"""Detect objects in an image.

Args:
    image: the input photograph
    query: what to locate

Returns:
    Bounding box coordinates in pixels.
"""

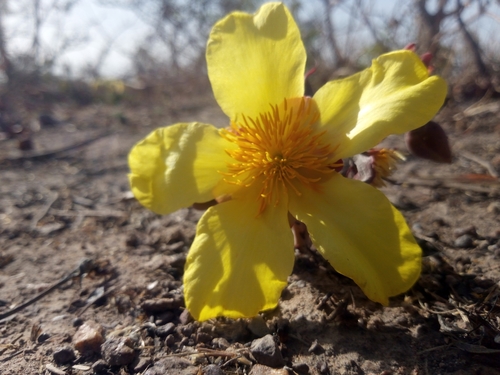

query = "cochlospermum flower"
[129,3,446,320]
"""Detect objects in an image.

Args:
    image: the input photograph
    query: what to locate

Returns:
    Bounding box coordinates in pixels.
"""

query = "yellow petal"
[184,195,294,321]
[314,51,447,158]
[129,123,234,214]
[207,3,306,120]
[290,174,421,305]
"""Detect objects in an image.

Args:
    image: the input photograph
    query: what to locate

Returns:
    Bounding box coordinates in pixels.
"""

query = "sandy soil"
[0,102,500,375]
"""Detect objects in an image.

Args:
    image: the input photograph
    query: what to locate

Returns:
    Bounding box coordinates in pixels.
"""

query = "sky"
[3,0,500,78]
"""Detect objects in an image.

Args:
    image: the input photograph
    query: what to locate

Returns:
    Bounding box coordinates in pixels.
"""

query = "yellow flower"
[129,3,446,320]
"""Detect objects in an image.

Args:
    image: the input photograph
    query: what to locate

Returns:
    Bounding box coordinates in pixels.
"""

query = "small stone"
[144,357,198,375]
[141,298,184,314]
[453,234,474,249]
[248,364,289,375]
[477,240,490,250]
[179,309,194,324]
[155,311,175,326]
[73,318,83,327]
[36,332,50,343]
[292,363,309,375]
[248,315,271,337]
[165,335,175,346]
[155,323,175,337]
[73,322,104,354]
[203,365,224,375]
[92,359,108,374]
[134,357,153,374]
[250,335,285,367]
[307,340,325,354]
[52,346,76,365]
[212,337,231,350]
[179,323,195,337]
[196,332,213,344]
[453,225,477,238]
[486,202,500,214]
[102,337,136,366]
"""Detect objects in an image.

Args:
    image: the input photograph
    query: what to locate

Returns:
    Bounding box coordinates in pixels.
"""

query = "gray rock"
[92,359,108,374]
[454,234,474,249]
[203,365,224,375]
[248,315,271,337]
[144,357,198,375]
[155,323,175,337]
[250,335,285,367]
[101,337,137,366]
[52,346,76,365]
[134,357,153,373]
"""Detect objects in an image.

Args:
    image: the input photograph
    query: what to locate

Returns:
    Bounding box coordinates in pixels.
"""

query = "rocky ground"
[0,101,500,375]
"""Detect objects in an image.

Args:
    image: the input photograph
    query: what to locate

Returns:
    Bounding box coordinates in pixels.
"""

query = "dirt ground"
[0,97,500,375]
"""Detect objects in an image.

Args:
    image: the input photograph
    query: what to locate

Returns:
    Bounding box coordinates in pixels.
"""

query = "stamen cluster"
[221,97,338,212]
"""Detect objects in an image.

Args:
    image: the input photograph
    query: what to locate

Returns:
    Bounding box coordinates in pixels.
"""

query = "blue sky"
[4,0,500,77]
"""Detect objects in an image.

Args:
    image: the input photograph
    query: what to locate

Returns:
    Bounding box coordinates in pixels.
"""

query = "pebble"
[141,298,184,314]
[155,311,175,326]
[248,364,289,375]
[165,335,175,346]
[101,337,137,366]
[203,365,224,375]
[250,335,285,367]
[144,357,198,375]
[292,363,309,375]
[52,346,76,365]
[453,225,477,238]
[92,359,108,374]
[134,357,153,374]
[196,332,213,344]
[179,309,194,324]
[73,318,83,327]
[453,234,474,249]
[307,340,325,354]
[248,315,271,337]
[486,202,500,214]
[212,337,231,350]
[73,322,104,354]
[36,332,50,343]
[155,323,175,337]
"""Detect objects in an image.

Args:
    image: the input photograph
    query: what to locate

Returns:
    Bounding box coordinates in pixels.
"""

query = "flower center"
[221,97,342,213]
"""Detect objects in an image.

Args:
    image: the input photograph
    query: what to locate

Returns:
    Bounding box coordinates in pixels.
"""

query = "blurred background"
[0,0,500,145]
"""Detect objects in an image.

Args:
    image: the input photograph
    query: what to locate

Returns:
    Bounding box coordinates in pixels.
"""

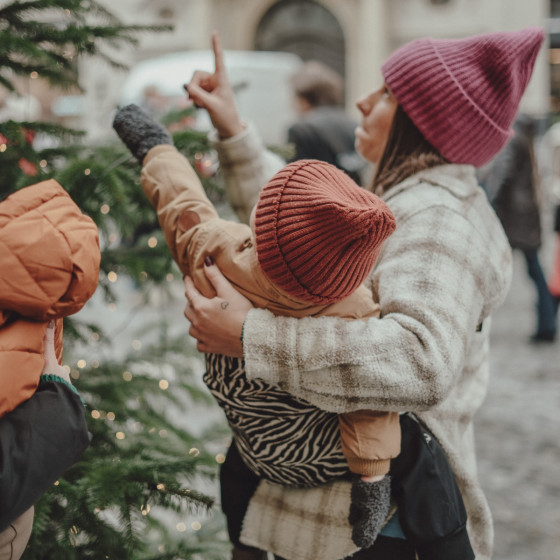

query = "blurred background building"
[20,0,560,139]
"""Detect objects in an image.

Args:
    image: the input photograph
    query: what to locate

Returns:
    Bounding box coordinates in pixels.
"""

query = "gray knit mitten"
[348,475,391,548]
[113,104,173,165]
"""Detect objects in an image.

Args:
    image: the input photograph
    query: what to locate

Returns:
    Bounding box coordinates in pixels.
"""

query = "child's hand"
[43,321,71,383]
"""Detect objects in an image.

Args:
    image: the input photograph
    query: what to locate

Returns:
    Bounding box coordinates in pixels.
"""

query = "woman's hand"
[184,31,244,139]
[43,321,71,383]
[185,264,253,358]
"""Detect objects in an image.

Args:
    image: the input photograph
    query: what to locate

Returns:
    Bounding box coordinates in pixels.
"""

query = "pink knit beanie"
[255,160,395,304]
[381,27,544,167]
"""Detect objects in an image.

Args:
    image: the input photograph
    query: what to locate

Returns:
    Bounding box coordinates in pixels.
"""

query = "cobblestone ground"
[476,249,560,560]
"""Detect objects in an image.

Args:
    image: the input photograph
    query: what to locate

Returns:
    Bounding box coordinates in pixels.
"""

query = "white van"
[120,50,302,145]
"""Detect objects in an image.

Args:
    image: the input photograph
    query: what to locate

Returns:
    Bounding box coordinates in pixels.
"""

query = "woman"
[185,29,544,560]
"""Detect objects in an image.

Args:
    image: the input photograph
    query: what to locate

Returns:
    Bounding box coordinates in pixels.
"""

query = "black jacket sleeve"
[0,381,89,531]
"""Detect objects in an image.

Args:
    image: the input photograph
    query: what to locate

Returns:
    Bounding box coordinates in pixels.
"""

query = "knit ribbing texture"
[382,27,544,167]
[255,160,395,304]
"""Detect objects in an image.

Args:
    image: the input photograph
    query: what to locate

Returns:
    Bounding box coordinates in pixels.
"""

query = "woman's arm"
[185,32,285,223]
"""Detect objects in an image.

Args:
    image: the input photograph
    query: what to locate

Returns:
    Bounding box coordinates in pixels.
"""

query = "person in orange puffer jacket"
[0,180,100,560]
[0,179,100,417]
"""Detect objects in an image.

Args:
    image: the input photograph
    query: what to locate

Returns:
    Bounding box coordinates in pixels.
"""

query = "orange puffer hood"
[0,180,100,416]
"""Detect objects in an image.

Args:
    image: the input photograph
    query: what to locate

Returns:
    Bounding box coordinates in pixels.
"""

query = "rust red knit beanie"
[255,160,395,304]
[381,27,544,166]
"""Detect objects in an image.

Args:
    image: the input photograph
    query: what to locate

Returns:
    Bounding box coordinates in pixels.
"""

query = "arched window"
[255,0,345,76]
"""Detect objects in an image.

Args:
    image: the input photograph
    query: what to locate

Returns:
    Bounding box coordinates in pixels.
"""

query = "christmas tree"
[0,0,228,560]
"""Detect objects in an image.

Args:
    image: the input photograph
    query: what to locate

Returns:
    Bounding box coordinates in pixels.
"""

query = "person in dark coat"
[484,114,557,342]
[288,60,366,185]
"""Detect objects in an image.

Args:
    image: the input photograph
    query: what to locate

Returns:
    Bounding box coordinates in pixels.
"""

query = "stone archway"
[255,0,346,77]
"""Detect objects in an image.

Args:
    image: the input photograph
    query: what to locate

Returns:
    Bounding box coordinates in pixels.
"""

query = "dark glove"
[348,476,391,548]
[113,104,173,165]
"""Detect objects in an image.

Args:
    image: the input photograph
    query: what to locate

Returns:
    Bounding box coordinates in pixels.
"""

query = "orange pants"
[338,410,401,476]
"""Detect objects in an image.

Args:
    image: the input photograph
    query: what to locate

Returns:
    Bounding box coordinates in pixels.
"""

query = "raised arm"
[185,32,285,223]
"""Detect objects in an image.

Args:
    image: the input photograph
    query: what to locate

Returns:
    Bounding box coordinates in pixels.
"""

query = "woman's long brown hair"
[370,105,448,195]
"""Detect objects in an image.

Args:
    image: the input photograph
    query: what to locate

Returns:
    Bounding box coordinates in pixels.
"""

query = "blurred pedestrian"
[548,203,560,317]
[480,114,557,342]
[288,60,367,185]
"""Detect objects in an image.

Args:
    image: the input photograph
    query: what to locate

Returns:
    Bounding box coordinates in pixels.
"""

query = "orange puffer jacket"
[0,179,100,417]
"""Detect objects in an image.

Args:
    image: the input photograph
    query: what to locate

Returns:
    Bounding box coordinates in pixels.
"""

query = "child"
[0,180,100,559]
[113,105,473,558]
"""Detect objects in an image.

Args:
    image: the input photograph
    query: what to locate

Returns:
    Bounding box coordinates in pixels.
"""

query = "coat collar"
[382,164,478,201]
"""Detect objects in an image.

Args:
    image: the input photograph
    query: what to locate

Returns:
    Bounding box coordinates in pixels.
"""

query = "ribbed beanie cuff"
[382,28,544,167]
[255,160,395,304]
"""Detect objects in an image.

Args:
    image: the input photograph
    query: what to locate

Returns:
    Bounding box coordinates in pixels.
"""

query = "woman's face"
[355,84,398,163]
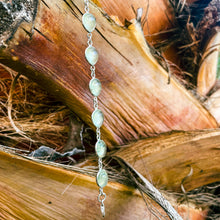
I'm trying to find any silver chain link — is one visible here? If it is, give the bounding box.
[93,97,99,109]
[98,188,106,217]
[90,66,95,79]
[84,0,106,217]
[96,128,101,141]
[87,33,93,46]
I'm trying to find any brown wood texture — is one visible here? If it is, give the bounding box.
[0,0,217,147]
[0,149,208,220]
[114,129,220,192]
[0,151,154,220]
[197,29,220,96]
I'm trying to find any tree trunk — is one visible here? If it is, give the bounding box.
[0,0,218,147]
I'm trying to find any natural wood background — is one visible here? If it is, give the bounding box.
[0,0,218,148]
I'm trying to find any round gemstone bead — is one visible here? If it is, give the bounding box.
[85,46,99,66]
[89,78,102,96]
[96,169,108,188]
[95,140,107,158]
[82,13,96,33]
[92,109,104,128]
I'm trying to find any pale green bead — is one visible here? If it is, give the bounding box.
[89,78,102,96]
[82,13,96,33]
[96,169,108,188]
[95,140,107,158]
[92,109,104,128]
[85,46,99,66]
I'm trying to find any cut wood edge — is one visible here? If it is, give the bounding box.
[197,29,220,96]
[113,129,220,192]
[0,147,208,220]
[0,0,218,148]
[204,89,220,126]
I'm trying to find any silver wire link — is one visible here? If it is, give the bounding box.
[87,33,93,46]
[84,0,106,217]
[90,66,95,79]
[98,188,106,217]
[93,97,99,109]
[98,158,102,171]
[84,0,89,13]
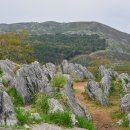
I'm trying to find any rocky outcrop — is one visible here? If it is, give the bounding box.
[100,75,112,96]
[63,75,91,120]
[120,94,130,112]
[62,60,94,81]
[0,59,20,83]
[48,98,64,113]
[99,65,118,78]
[116,73,130,93]
[14,62,52,104]
[42,63,57,79]
[85,80,108,105]
[0,91,17,126]
[32,123,86,130]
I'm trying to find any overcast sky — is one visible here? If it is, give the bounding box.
[0,0,130,33]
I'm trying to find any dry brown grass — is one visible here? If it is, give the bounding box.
[73,82,128,130]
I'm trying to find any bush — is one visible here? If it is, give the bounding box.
[16,108,29,125]
[111,111,124,119]
[35,93,49,113]
[0,69,3,77]
[49,112,72,127]
[77,117,95,130]
[51,74,66,87]
[7,87,23,106]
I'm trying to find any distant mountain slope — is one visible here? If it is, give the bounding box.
[0,21,130,65]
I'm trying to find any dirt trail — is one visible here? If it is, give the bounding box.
[73,82,125,130]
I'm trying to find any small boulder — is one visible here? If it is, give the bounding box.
[100,75,112,96]
[0,91,17,126]
[120,94,130,113]
[48,98,64,113]
[85,80,108,106]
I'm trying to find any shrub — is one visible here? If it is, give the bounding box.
[111,111,124,119]
[0,69,3,77]
[7,87,23,106]
[51,74,66,87]
[35,93,49,113]
[2,79,9,87]
[77,117,95,130]
[16,108,29,125]
[49,112,72,127]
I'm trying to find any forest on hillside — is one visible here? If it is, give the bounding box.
[26,34,107,64]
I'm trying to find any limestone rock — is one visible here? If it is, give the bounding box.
[0,91,17,126]
[63,75,91,120]
[0,59,20,83]
[85,80,108,105]
[48,98,64,113]
[42,63,57,79]
[32,123,63,130]
[100,75,112,96]
[99,65,118,78]
[62,60,94,81]
[14,62,52,104]
[120,94,130,112]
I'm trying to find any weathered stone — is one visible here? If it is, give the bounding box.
[120,94,130,112]
[63,75,91,120]
[85,80,108,105]
[32,123,63,130]
[116,73,130,93]
[42,63,57,79]
[71,114,78,126]
[100,75,112,96]
[99,65,118,78]
[0,91,17,126]
[29,113,42,120]
[62,60,94,81]
[0,59,20,83]
[14,62,52,104]
[48,98,64,113]
[117,119,123,126]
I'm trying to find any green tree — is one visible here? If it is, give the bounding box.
[0,31,34,63]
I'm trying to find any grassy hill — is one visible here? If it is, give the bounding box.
[0,21,130,65]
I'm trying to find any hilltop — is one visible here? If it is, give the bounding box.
[0,21,130,65]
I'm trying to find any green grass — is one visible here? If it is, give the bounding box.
[16,108,29,126]
[49,112,72,128]
[77,117,96,130]
[0,69,3,77]
[114,62,130,74]
[51,74,67,88]
[7,87,23,106]
[34,93,49,113]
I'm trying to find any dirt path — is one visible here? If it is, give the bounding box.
[73,82,125,130]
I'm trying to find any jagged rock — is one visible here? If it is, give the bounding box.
[0,83,6,91]
[100,75,112,96]
[120,94,130,112]
[0,59,20,83]
[71,128,88,130]
[32,123,63,130]
[42,63,57,79]
[63,75,91,120]
[71,114,78,126]
[85,80,108,105]
[29,113,42,120]
[116,73,130,93]
[48,98,64,113]
[99,65,118,78]
[62,60,94,81]
[117,119,123,126]
[0,91,17,126]
[14,62,52,104]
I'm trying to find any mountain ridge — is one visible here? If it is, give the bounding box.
[0,21,130,65]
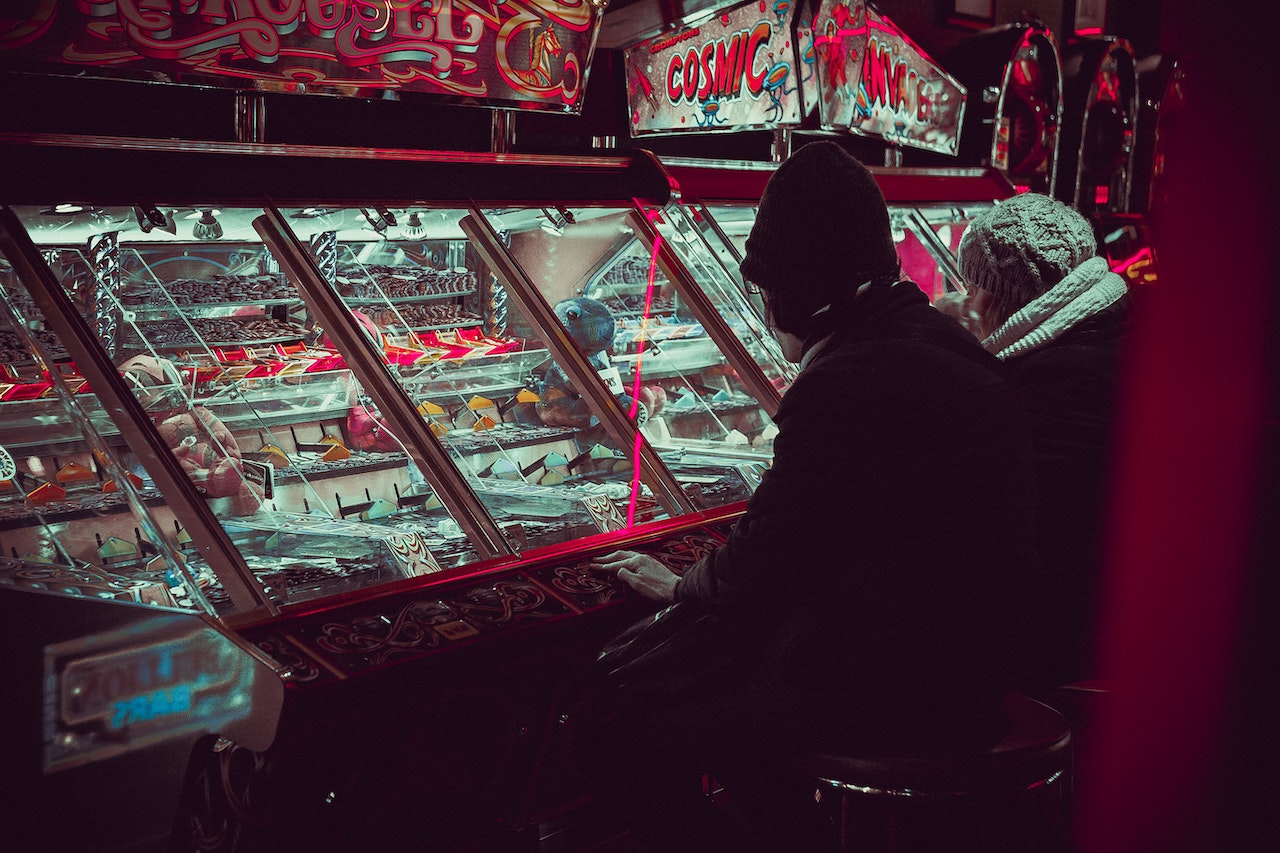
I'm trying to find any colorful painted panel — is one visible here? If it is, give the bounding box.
[529,558,635,610]
[812,0,966,155]
[289,575,572,672]
[623,0,801,137]
[0,0,600,113]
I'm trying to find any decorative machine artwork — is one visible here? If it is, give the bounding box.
[0,0,603,113]
[812,0,966,155]
[625,0,966,155]
[623,0,813,136]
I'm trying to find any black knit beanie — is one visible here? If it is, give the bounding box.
[740,141,900,336]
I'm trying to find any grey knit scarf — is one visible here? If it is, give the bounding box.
[982,257,1129,359]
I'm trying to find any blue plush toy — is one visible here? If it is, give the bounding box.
[538,296,649,429]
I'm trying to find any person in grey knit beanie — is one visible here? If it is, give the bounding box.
[960,192,1128,357]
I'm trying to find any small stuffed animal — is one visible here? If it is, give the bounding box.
[120,356,248,497]
[538,296,660,429]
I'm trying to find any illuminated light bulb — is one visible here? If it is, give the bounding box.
[401,211,426,240]
[191,210,223,240]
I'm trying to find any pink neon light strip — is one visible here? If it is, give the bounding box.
[627,210,662,528]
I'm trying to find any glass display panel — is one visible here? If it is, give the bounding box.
[0,252,198,612]
[655,205,796,389]
[8,205,476,612]
[890,204,992,302]
[484,206,777,508]
[282,206,666,540]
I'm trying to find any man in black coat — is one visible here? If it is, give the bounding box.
[960,192,1132,689]
[588,142,1034,849]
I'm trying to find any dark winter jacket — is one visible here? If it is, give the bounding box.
[677,282,1036,743]
[1005,296,1132,686]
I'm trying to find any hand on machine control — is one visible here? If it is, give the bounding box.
[591,551,680,602]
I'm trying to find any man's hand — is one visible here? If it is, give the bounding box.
[591,551,680,602]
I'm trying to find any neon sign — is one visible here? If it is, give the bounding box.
[623,0,803,136]
[0,0,600,113]
[44,612,283,772]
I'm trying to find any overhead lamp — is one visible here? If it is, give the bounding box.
[360,207,396,234]
[188,209,223,240]
[40,202,93,216]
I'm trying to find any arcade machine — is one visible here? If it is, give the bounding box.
[0,281,284,850]
[625,0,1008,363]
[941,23,1062,195]
[0,138,793,843]
[0,6,778,850]
[1055,36,1156,284]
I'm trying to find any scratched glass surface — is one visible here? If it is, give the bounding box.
[6,204,475,612]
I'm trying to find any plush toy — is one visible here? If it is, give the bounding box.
[538,296,666,429]
[120,356,248,497]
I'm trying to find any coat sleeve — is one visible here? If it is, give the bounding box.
[677,361,874,617]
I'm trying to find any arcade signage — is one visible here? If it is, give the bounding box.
[625,0,966,155]
[0,0,604,113]
[810,0,966,155]
[44,617,257,772]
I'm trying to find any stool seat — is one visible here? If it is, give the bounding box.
[791,693,1074,853]
[795,693,1071,794]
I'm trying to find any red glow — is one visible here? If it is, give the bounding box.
[627,210,662,528]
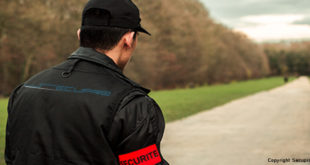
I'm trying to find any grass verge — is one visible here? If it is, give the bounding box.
[150,77,294,122]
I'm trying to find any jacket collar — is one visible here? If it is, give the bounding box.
[68,47,122,74]
[68,47,150,93]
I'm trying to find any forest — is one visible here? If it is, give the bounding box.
[0,0,310,96]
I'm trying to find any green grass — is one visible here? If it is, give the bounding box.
[0,77,293,165]
[0,99,8,165]
[150,77,293,122]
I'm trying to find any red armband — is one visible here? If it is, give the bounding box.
[118,144,161,165]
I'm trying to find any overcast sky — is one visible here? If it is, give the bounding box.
[200,0,310,42]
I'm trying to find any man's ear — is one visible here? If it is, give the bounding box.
[76,29,81,40]
[124,32,135,48]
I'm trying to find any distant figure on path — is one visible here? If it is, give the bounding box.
[5,0,168,165]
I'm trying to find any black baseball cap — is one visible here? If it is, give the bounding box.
[82,0,151,35]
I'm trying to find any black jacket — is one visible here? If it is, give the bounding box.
[5,47,168,165]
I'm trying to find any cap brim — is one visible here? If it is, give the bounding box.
[135,26,151,35]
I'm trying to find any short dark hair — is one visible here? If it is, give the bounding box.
[80,26,137,50]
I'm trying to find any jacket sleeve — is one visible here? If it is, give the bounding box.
[108,95,168,165]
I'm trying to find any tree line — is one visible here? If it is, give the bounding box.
[0,0,309,95]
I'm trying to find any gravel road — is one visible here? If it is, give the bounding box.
[161,77,310,165]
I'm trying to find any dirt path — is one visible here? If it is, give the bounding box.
[161,77,310,165]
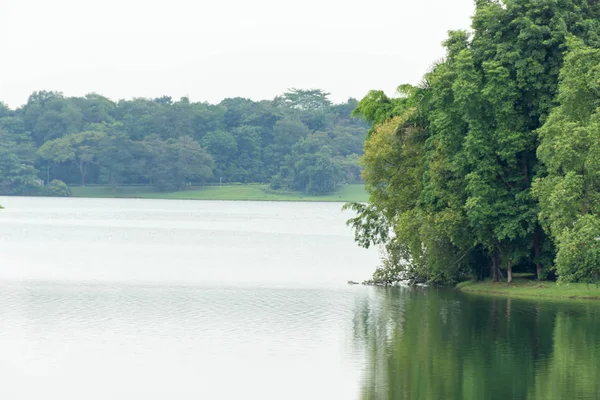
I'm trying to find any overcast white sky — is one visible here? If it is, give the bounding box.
[0,0,474,107]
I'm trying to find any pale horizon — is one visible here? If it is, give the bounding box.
[0,0,474,109]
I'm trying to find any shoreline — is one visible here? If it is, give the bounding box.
[455,278,600,300]
[70,184,368,203]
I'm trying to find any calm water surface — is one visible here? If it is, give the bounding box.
[0,198,600,400]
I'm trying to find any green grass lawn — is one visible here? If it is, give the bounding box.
[71,184,369,202]
[457,278,600,300]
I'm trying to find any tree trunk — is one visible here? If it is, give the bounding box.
[521,151,529,183]
[533,226,542,281]
[79,161,87,186]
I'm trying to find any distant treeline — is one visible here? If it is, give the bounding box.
[0,89,368,195]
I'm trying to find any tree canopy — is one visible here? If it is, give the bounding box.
[348,0,600,282]
[0,89,367,194]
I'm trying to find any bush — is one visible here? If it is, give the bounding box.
[46,179,71,197]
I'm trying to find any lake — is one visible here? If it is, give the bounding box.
[0,197,600,400]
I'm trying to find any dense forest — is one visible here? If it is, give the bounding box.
[348,0,600,282]
[0,89,368,195]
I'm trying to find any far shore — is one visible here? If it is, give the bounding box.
[456,278,600,300]
[64,184,369,202]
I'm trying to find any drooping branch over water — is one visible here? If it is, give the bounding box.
[349,0,600,283]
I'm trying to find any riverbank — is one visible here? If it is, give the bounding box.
[70,184,369,202]
[456,278,600,300]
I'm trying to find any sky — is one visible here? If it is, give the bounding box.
[0,0,474,108]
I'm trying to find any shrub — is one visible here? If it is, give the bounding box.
[46,179,71,197]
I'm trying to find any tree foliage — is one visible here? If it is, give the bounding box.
[0,89,367,194]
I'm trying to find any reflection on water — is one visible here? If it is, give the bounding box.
[0,198,600,400]
[354,289,600,400]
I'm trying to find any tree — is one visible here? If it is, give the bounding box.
[350,0,600,282]
[534,38,600,282]
[274,88,331,111]
[37,135,75,185]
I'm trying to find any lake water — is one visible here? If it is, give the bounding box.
[0,197,600,400]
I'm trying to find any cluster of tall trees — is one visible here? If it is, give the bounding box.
[349,0,600,282]
[0,89,367,194]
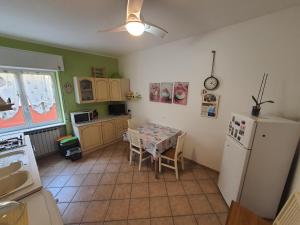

******************************

• **Task description**: Repeat the entries verbatim, from the line with "I'm trying to find any brown" to the line with "[85,80,108,106]", both included, and omit the pictures.

• **Solved problem**:
I'm trying to find any brown wood texture — is one visible here? If it is, give the bounding box.
[0,0,217,147]
[0,149,208,220]
[114,129,220,192]
[0,151,154,220]
[197,29,220,96]
I'm trying to find any tree trunk — is one visible here? If it is, give the bounding box.
[0,0,218,147]
I'm trying to find any natural wood background — is one visible here? If it is, give the bounding box.
[0,0,218,148]
I'm trying to find any round gemstone bead — is one visible here? If it is, give the bounding box.
[85,46,99,66]
[89,78,102,96]
[96,169,108,188]
[95,140,107,158]
[82,13,96,33]
[92,109,104,128]
I'm trying to find any pale green bead — is one visible here? If it is, give the bounding box.
[89,78,102,96]
[82,13,96,33]
[96,169,108,188]
[95,140,107,158]
[92,109,104,128]
[85,46,99,66]
I'm trying to find any cut wood edge — is one visible here? If it is, give the bounding box.
[197,29,220,96]
[113,129,220,192]
[0,147,208,220]
[0,0,218,148]
[204,89,220,126]
I'm trying to find any silver wire link — is one visible here? If it is, give the bounding box.
[87,33,93,46]
[84,0,106,217]
[90,66,95,79]
[98,188,106,217]
[93,97,99,109]
[98,158,102,171]
[84,0,89,13]
I'm trying to find any rocky outcrop — is one visible here? If it is, give the bounding box.
[100,75,112,96]
[63,75,91,120]
[120,94,130,112]
[62,60,94,81]
[0,59,20,83]
[48,98,64,113]
[99,65,118,78]
[116,73,130,93]
[14,62,52,104]
[42,63,57,79]
[85,80,108,105]
[0,91,17,126]
[32,123,86,130]
I'm trying to find any overcast sky — is one visible here? If it is, give the bounding box.
[0,0,130,33]
I'm trying to find any dry brown grass — is one visible here? If it is, give the bounding box.
[73,82,128,130]
I'm trying to find any bush — is one visible here? If it is, give the bounding box.
[16,108,29,125]
[111,111,124,119]
[35,93,49,113]
[0,69,3,77]
[49,112,72,127]
[77,117,95,130]
[51,74,66,87]
[7,87,23,106]
I'm trying to find any distant mountain slope — is one visible here? If it is, give the bounding box.
[0,21,130,65]
I'm trying to find any dirt trail — is one visible here? If it is, give the bounding box.
[73,82,125,130]
I'm trying to find any small boulder — is one visible here? If it is, give the bounding box.
[100,75,112,96]
[0,91,17,126]
[120,94,130,113]
[48,98,64,113]
[85,80,108,106]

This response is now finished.